* KUTIPAN HALAMAN:

*-*-*

Para Jawara Al-Qur’an pada Bulan Ramadhan

Para Jawara Al-Qur’an.-foto: net-

RADARLEBONG.BACAKORAN.CO - BULAN Bulan Ramadhan biasa disebut dengan bulan Al-Qur`an karena di dalamnya adalah momentum diturunkannya Al-Qur`an. Tidak mengherankan jika sejak masa Nabi hingga saat ini, ibadah yang khas di antaranya yang terdapat pada bulan ini adalah: tilawah dan tadarus Al-Qur`an.

Banyak sekali data melimpah mengenai interaksi umat Islam bersama Al-Qur`an khususnya di bulan Ramadhan. Secara global bisa disebutkan dalam ringkasan berikut. Untuk pengkhataman Al-Qur`an durasinya, ada yang setengah, satu, tiga, tujuh hari hingga satu bulan.

Dari sisi kuantitas pengkhataman, ada yang bisa mengkhatamkan satu kali, sepuluh, hingga enam puluh bahkan sembilan puluh kali. Adapun dari sisi kualitas, maksudnya dari paradigma bacaan yang disertai tadabbur itu kalau dilihat dari durasi waktunya berbeda dengan yang sekadar membaca.

Data yang akan diungkap pertama secara global adalah berasal dari kitab “Lathā`ifu al-Ma’ārif” karya Al-Hafidz Ibnu Rajab Al-Hanbali. Diceritakan bahwa para salafush-shālih ada yang mengkhatamkan Al-Qur`an dalam bulan Ramadhan setiap tiga hari sekali. Ada juga yang seminggu sekali. Contohnya adalah Qatadah di luar Ramadhan. Adapun di dalam Ramadhan beliau khatam hari sekali, sedangkan pada 10 terakhir, beliau khatam tiap malam sekali.

Misal lainya: Abu Raja Al-Atharidi (dalam sepuluh hari sekali). Contoh lain: Al-Aswad (tiap dua malam sekali). An-Nakha’i mengkhatamkan tiap dua malam sekali pada sepuluh terakhir bulan Ramadhan. Adapun 20 hari pertama tiap tiga hari sekali. Mereka membaca Al-Qur`an pada saat shalat dan di luar shalat. Sehingga tidak mengherankan jika nanti terdapat jumlah yang sangat mencengangkan dalam mengkhatamkan Al-Qur`an pada bulan Ramadhan.

*-*-*

* DAFTAR DATA:
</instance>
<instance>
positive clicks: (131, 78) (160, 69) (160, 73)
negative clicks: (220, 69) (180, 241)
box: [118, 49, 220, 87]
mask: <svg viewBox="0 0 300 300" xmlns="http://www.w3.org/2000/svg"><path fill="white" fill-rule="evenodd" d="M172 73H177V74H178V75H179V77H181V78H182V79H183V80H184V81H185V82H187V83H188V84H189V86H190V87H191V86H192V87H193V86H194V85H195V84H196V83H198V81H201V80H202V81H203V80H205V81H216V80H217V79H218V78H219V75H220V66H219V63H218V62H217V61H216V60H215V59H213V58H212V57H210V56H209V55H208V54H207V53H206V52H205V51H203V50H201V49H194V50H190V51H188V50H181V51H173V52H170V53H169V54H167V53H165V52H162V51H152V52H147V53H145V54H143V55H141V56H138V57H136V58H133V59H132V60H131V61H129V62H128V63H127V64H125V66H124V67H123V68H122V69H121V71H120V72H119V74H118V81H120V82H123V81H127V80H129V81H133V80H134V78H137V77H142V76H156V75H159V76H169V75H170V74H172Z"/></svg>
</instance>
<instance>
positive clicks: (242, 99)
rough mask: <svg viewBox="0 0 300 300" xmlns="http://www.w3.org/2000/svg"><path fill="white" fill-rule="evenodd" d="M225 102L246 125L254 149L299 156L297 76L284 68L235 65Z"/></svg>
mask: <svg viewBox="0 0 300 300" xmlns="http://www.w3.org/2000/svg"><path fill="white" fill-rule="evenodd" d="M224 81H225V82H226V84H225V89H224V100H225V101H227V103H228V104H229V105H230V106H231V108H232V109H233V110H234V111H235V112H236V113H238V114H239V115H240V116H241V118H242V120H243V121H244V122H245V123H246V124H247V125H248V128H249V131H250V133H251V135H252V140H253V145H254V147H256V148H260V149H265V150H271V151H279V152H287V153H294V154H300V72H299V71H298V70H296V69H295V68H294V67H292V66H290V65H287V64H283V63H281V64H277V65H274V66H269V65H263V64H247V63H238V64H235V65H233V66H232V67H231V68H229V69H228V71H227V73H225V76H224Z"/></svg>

*-*-*

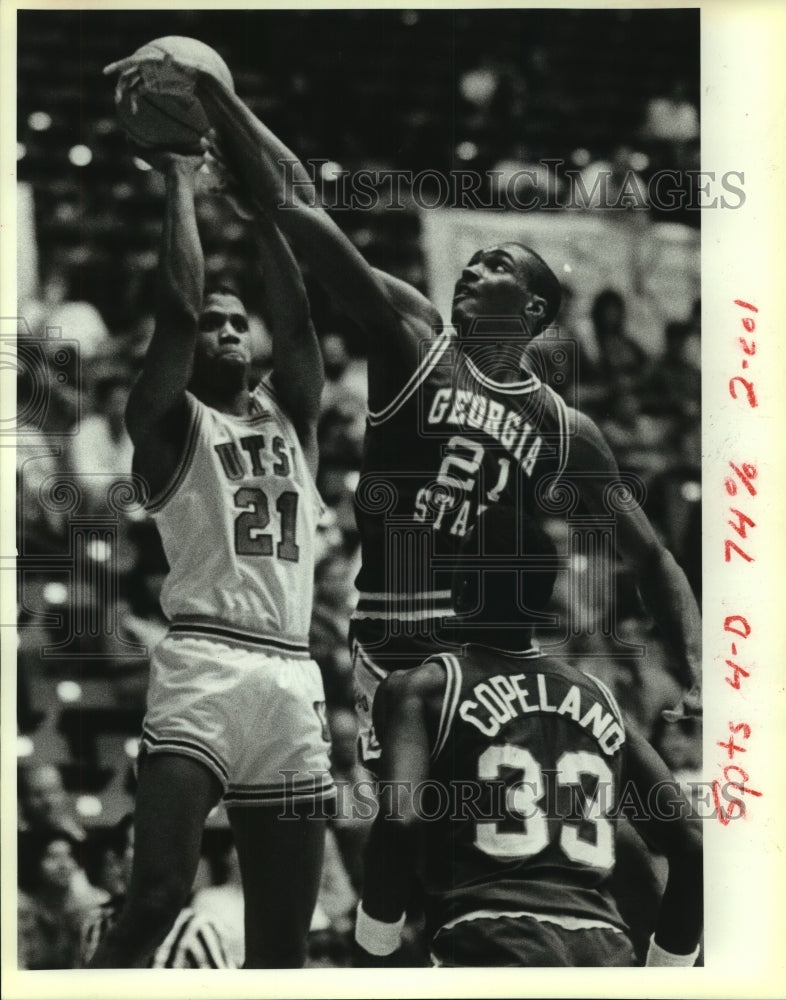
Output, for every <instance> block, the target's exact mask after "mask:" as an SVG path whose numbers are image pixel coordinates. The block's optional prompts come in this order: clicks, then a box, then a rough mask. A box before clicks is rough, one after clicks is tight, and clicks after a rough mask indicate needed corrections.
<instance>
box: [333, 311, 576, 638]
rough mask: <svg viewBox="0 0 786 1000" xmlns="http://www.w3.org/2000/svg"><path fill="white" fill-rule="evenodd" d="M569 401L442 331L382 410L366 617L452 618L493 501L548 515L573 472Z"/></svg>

*-*-*

* TUGAS:
1. Hitung berapa baris dalam daftar yang memuat string "white". Perhatikan huruf besar dan kecil, dan jawab dengan angkanya saja.
2. Tolong lanjutkan artikel tentang Al-Qur'an di bulan Ramadhan mulai setelah kalimat terakhirnya.
Artikel tentang Al-Qur'an di bulan Ramadhan dan daftar data berasal dari sumber yang berlainan.

* JAWABAN LATIHAN:
1. 4

2.
Imam Syafi’i Rahimahullah biasanya dalam bulan Ramadhan bisa mengkhatamkan Al-Qur`an sebanyak 60 kali yang kebanyakan dibaca dalam shalatnya. Data ini bisa dibaca juga dalam buku “Hilyah al-Auliyā” karya Abu Nu’aim Al-Ashbahani. Imam Ahmad bin Hanbal, sebagaimana penuturan anaknya yang bernama Abdullah, terbiasa mengkhatamkan Al-Qur`an seminggu sekali.

Dalam kitab “Qūt al-Qulūb” (I/73) Abu Thalib Al-Makky dikatakan bahwa nama seperti Malik bin Dinar, Yazid Ar-Raqasyi, Habib bin Abi Tsabit dan masih banyak yang lainnya, bisa mengkhatamkan dalam sebulan sebanyak 90 kali. Dalam kitab “at-Tabshirah” (I/380) karya Ibnu Jauzi seorang bernama Kahmas bin Al-Hasan bisa mengkhatamkan Al-Qur`an sebanyak sembilanpuluh kali. Masih dalam kitab yang sama ada data cukup mencengangan, adalah terkait sosok bernama Kurz bin Wabarah yang bisa mengkhatamkan Al-Qur`an tiga kali dalam sehari.

Abu Abbas bin Atha’ setiap hari bisa khatam Al-Qur`an. Sedangkan dalam bulan Ramadhan sehari semalam bisa khatam tiga kali. Dalam khataman terakhirnya beliau membacanya dengan tadabbur dan ini berlangsung 12 sampai 19 tahun lamanya dan sampai akhir hayatnya belum bisa menyelesaikannya karena dibaca dengan tadabbur. (Ibnu Jauzi, Shifatu ash-Shafwah, I: 533). Mereka yang disebutkan dalam contoh ini bisa dikatakan sebagai jawara Al-Qur`an. Baik di dalam maupun di luar Ramadhan.

Dari data-data ini, ada pertanyaan yang cukup menarik: dari sekian banyak khatam Al-Qur`an itu, apa mereka sekadar berhenti pada membaca saja? Kalau dilihat dari contoh-contoh yang disebutkan tadi, rata-rata adalah orang alim yang menguasai bahasa Arab. Sangat kecil kemungkinan kalau mereka membaca Al-Qur`an tanpa pemahaman dan tadabbur.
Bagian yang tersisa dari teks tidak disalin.